» **What to produce**
Every record that follows should be output exactly as it is given.

» **Task inputs**
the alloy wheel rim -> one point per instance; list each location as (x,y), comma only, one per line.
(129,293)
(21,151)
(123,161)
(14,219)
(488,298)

» **Reply to the exercise**
the alloy wheel rim -> one point per instance; list each location as (x,y), comma only, one per line.
(129,293)
(21,151)
(123,161)
(14,219)
(488,298)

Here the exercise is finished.